Saved entries
*** Block opens ***
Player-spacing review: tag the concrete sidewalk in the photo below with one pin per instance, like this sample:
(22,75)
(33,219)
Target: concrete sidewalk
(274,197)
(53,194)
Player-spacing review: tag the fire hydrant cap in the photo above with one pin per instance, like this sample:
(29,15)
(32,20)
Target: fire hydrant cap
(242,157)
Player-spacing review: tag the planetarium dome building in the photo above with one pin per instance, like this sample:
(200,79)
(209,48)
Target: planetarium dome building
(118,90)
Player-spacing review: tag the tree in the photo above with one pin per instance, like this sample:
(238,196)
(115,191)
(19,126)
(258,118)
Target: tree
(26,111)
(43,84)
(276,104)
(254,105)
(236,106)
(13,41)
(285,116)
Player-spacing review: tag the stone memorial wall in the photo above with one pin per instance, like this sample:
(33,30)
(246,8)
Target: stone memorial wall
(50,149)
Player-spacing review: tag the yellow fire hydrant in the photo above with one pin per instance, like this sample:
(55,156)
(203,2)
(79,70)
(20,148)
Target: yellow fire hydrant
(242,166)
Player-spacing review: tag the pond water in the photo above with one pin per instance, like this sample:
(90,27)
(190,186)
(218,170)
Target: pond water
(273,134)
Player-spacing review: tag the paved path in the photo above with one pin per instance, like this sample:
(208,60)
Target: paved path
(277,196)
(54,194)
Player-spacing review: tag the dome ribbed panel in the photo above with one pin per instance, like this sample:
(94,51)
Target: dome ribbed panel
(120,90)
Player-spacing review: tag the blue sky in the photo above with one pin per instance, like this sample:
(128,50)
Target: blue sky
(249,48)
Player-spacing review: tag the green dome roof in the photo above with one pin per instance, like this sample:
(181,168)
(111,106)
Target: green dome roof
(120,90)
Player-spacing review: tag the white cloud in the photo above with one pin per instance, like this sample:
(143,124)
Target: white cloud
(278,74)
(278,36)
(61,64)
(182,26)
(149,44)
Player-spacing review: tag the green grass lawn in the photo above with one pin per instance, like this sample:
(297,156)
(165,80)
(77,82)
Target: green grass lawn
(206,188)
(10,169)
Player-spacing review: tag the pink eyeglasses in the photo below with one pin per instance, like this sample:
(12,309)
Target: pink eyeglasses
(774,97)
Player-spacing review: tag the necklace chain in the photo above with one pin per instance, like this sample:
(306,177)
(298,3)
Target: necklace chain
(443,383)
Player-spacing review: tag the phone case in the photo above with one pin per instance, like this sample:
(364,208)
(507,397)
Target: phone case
*** Block closes ***
— Assignment —
Copy out each line from the preceding entries that mentions the word "phone".

— Task answer —
Player-spacing review: tag the phone case in the photo above with one pin per instance, like this sample:
Target: phone case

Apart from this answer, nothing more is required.